Lehnt die Jury die Aufnahme ab, so kann der Künstler einen Dreierausschuß anrufen, der beim Kultusministerium gebildet ist. Dieser setzt sich zusammen aus einem Vertreter des Kultusministeriums als Vorsitzendem sowie einem freischaffenden Künstler und einem Kunsthistoriker, die beide vom Kultusminister berufen werden.

(3)
....

4

Nach Ziffer 6 schließt sich das weitere Verfahren an:

(1)
Stehen mehr als 15.000,00 DM zur Verfügung, sollte ein beschränkter Wettbewerb mit mehreren Künstlern oder Kunsthandwerkern durchgeführt werden. In der Ausschreibung ist das Preisgericht (fünf Personen einschließlich Architekt) zu benennen.

(2)
....
--- --- ---
__Aufgaben__.
1: Erläutere anhand des Textauszugs, unter welcher Bedingung ein beschränkter Wettbewerb durchgeführt werden sollte und was in dessen Ausschreibung anzugeben ist.
2: Wer führt laut Textauszug den Vorsitz im Dreierausschuss beim Kultusministerium?
--- --- ---
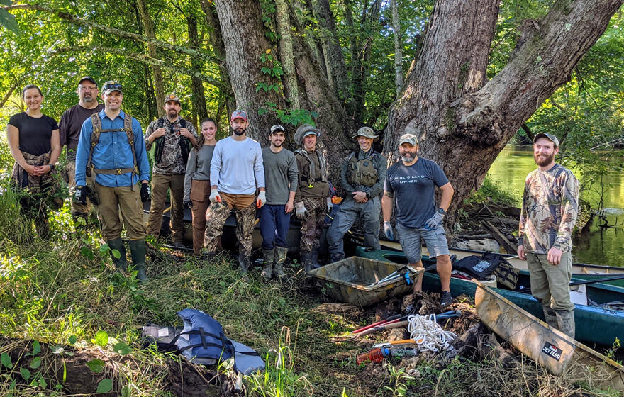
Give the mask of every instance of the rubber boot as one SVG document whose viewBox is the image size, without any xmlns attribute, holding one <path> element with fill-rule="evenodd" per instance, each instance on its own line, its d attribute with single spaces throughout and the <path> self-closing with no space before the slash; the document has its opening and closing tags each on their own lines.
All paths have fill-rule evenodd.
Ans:
<svg viewBox="0 0 624 397">
<path fill-rule="evenodd" d="M 342 254 L 342 253 L 330 254 L 330 255 L 329 255 L 330 263 L 338 262 L 339 260 L 342 260 L 343 259 L 345 259 L 345 254 Z"/>
<path fill-rule="evenodd" d="M 574 311 L 555 311 L 557 313 L 557 322 L 559 330 L 574 339 Z"/>
<path fill-rule="evenodd" d="M 288 255 L 288 248 L 286 247 L 275 247 L 275 267 L 273 269 L 273 275 L 279 280 L 285 280 L 286 274 L 284 273 L 284 264 L 286 263 L 286 258 Z"/>
<path fill-rule="evenodd" d="M 550 307 L 542 306 L 544 310 L 544 318 L 546 319 L 546 323 L 553 328 L 559 329 L 559 323 L 557 322 L 557 313 L 554 309 Z"/>
<path fill-rule="evenodd" d="M 147 247 L 145 240 L 130 240 L 130 255 L 132 256 L 132 264 L 137 271 L 137 279 L 142 283 L 147 281 L 145 275 L 145 255 Z"/>
<path fill-rule="evenodd" d="M 118 270 L 126 272 L 128 269 L 128 263 L 126 260 L 126 246 L 123 245 L 123 240 L 121 237 L 115 240 L 109 240 L 106 242 L 108 248 L 111 249 L 111 257 L 113 258 L 113 264 Z M 119 258 L 116 258 L 113 255 L 113 250 L 117 250 L 119 252 Z"/>
<path fill-rule="evenodd" d="M 243 254 L 238 254 L 239 270 L 240 271 L 240 275 L 243 276 L 245 280 L 248 279 L 247 274 L 249 273 L 249 264 L 250 262 L 249 257 Z"/>
<path fill-rule="evenodd" d="M 264 268 L 261 274 L 265 279 L 270 280 L 273 273 L 273 262 L 275 260 L 275 249 L 262 250 L 262 257 L 264 259 Z"/>
<path fill-rule="evenodd" d="M 318 264 L 314 261 L 312 252 L 301 252 L 300 256 L 301 257 L 301 263 L 303 264 L 303 269 L 306 269 L 306 272 L 319 267 Z"/>
</svg>

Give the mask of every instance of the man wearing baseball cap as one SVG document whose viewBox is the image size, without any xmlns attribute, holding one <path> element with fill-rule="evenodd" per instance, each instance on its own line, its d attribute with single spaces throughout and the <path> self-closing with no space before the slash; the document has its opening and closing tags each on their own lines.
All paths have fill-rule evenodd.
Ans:
<svg viewBox="0 0 624 397">
<path fill-rule="evenodd" d="M 379 250 L 379 213 L 381 192 L 388 161 L 373 150 L 379 137 L 370 127 L 362 127 L 353 137 L 358 150 L 347 156 L 340 171 L 340 181 L 346 195 L 338 216 L 327 233 L 331 262 L 345 257 L 342 238 L 357 219 L 362 220 L 364 245 Z"/>
<path fill-rule="evenodd" d="M 213 256 L 217 238 L 233 209 L 236 215 L 238 263 L 245 278 L 251 262 L 252 232 L 256 208 L 267 203 L 264 168 L 260 144 L 247 136 L 247 113 L 237 110 L 230 118 L 232 135 L 217 142 L 210 163 L 211 206 L 206 215 L 204 247 Z M 256 196 L 256 191 L 258 191 Z"/>
<path fill-rule="evenodd" d="M 104 106 L 99 104 L 98 85 L 93 77 L 85 76 L 78 81 L 78 104 L 63 112 L 59 121 L 59 134 L 61 146 L 65 146 L 65 156 L 67 160 L 67 184 L 73 193 L 76 188 L 76 149 L 78 147 L 78 138 L 80 138 L 80 128 L 85 120 L 91 115 L 99 113 Z M 72 218 L 77 229 L 87 225 L 89 213 L 91 211 L 91 201 L 87 204 L 72 201 Z M 80 235 L 78 238 L 82 238 Z"/>
<path fill-rule="evenodd" d="M 145 276 L 145 228 L 140 202 L 149 198 L 150 161 L 141 125 L 121 110 L 121 84 L 102 86 L 104 109 L 84 121 L 76 152 L 74 200 L 87 203 L 87 180 L 99 197 L 98 216 L 117 268 L 126 270 L 122 219 L 130 240 L 132 263 L 141 282 Z M 88 179 L 87 179 L 88 178 Z M 140 191 L 137 183 L 141 181 Z M 121 213 L 121 219 L 119 213 Z"/>
<path fill-rule="evenodd" d="M 284 148 L 284 127 L 271 127 L 269 140 L 270 146 L 262 149 L 267 204 L 260 209 L 264 259 L 262 274 L 267 279 L 272 276 L 284 279 L 284 264 L 288 254 L 286 235 L 297 190 L 297 162 L 294 154 Z"/>
<path fill-rule="evenodd" d="M 180 117 L 180 99 L 171 94 L 165 97 L 165 116 L 150 123 L 145 130 L 145 149 L 152 156 L 152 202 L 145 225 L 148 235 L 158 237 L 167 191 L 171 191 L 171 242 L 182 247 L 184 234 L 184 173 L 197 133 L 191 122 Z"/>
<path fill-rule="evenodd" d="M 401 161 L 388 169 L 384 186 L 381 210 L 384 231 L 389 240 L 394 240 L 390 224 L 393 204 L 396 206 L 396 231 L 403 252 L 409 264 L 423 267 L 420 237 L 425 240 L 429 257 L 436 260 L 442 286 L 440 305 L 450 305 L 451 260 L 446 233 L 442 220 L 453 196 L 453 187 L 444 172 L 435 162 L 418 157 L 418 138 L 411 123 L 399 141 Z M 435 186 L 442 191 L 440 205 L 435 203 Z M 414 284 L 414 291 L 421 291 L 423 276 Z"/>
<path fill-rule="evenodd" d="M 574 337 L 572 230 L 576 223 L 579 181 L 555 162 L 559 140 L 539 133 L 533 138 L 537 169 L 529 173 L 522 195 L 518 257 L 527 261 L 531 294 L 542 303 L 546 323 Z"/>
<path fill-rule="evenodd" d="M 309 124 L 297 128 L 294 141 L 301 147 L 295 151 L 299 180 L 295 193 L 295 213 L 301 221 L 299 255 L 309 272 L 318 267 L 318 247 L 325 216 L 333 209 L 327 179 L 327 162 L 316 147 L 321 131 Z"/>
</svg>

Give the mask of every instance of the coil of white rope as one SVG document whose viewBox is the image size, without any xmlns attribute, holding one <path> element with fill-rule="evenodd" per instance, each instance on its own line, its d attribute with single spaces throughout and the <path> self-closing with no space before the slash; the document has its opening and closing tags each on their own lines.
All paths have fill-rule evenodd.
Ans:
<svg viewBox="0 0 624 397">
<path fill-rule="evenodd" d="M 448 349 L 449 342 L 457 337 L 450 331 L 444 330 L 435 322 L 435 314 L 410 315 L 407 320 L 409 322 L 407 330 L 410 337 L 416 342 L 416 346 L 420 352 L 438 352 Z"/>
</svg>

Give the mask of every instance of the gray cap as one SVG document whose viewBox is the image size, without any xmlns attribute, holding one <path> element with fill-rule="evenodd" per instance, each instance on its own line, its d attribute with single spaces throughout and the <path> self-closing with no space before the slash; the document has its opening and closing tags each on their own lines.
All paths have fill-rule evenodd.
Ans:
<svg viewBox="0 0 624 397">
<path fill-rule="evenodd" d="M 295 133 L 294 140 L 295 143 L 301 145 L 303 142 L 303 138 L 308 135 L 316 135 L 317 138 L 321 137 L 321 131 L 316 127 L 313 125 L 311 125 L 310 124 L 303 124 L 297 128 L 297 132 Z"/>
<path fill-rule="evenodd" d="M 276 125 L 273 125 L 272 127 L 271 127 L 271 133 L 272 134 L 275 131 L 282 131 L 284 134 L 286 133 L 286 130 L 284 128 L 284 127 L 282 127 L 279 124 L 276 124 Z"/>
<path fill-rule="evenodd" d="M 403 143 L 409 143 L 412 146 L 418 145 L 418 138 L 414 134 L 403 134 L 399 140 L 399 145 L 401 146 Z"/>
<path fill-rule="evenodd" d="M 556 136 L 552 134 L 549 134 L 548 133 L 537 133 L 537 134 L 535 134 L 535 136 L 533 137 L 533 143 L 535 143 L 540 138 L 545 138 L 546 139 L 554 143 L 555 147 L 559 147 L 559 140 L 557 139 Z"/>
<path fill-rule="evenodd" d="M 376 135 L 375 132 L 373 131 L 373 129 L 370 127 L 362 127 L 362 128 L 357 130 L 357 133 L 353 135 L 354 138 L 357 138 L 359 136 L 363 136 L 364 138 L 372 138 L 377 142 L 379 139 L 379 135 Z"/>
</svg>

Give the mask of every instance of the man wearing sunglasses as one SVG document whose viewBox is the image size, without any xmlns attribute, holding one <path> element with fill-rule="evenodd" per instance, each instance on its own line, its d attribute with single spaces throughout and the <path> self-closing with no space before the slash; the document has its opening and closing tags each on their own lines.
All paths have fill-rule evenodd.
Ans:
<svg viewBox="0 0 624 397">
<path fill-rule="evenodd" d="M 89 178 L 99 198 L 102 237 L 111 248 L 113 262 L 119 270 L 126 270 L 126 247 L 121 236 L 123 219 L 130 240 L 132 263 L 137 277 L 144 282 L 147 279 L 141 201 L 150 196 L 150 162 L 145 142 L 139 122 L 121 110 L 121 84 L 105 83 L 102 99 L 104 109 L 87 118 L 80 130 L 74 200 L 86 204 Z M 136 186 L 139 181 L 140 189 Z"/>
<path fill-rule="evenodd" d="M 165 116 L 155 120 L 145 130 L 145 149 L 153 155 L 152 203 L 145 228 L 148 235 L 157 237 L 167 190 L 171 191 L 171 242 L 184 247 L 184 173 L 191 147 L 197 142 L 197 133 L 191 122 L 180 117 L 180 99 L 171 94 L 165 97 Z"/>
<path fill-rule="evenodd" d="M 78 138 L 80 138 L 80 128 L 91 115 L 104 108 L 103 104 L 98 103 L 98 85 L 93 77 L 85 76 L 80 79 L 76 92 L 78 94 L 78 104 L 66 110 L 59 122 L 61 146 L 67 147 L 67 184 L 70 191 L 76 188 L 76 149 L 78 147 Z M 87 200 L 84 206 L 72 201 L 72 218 L 77 229 L 87 225 L 90 211 L 90 201 Z"/>
</svg>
--- --- ---
__Lösungen je Aufgabe__.
1: Ein beschränkter Wettbewerb mit mehreren Künstlern oder Kunsthandwerkern sollte durchgeführt werden, wenn mehr als 15.000,00 DM zur Verfügung stehen. In der Ausschreibung ist das Preisgericht zu benennen, das aus fünf Personen einschließlich eines Architekten besteht.

2: Ein Vertreter des Kultusministeriums.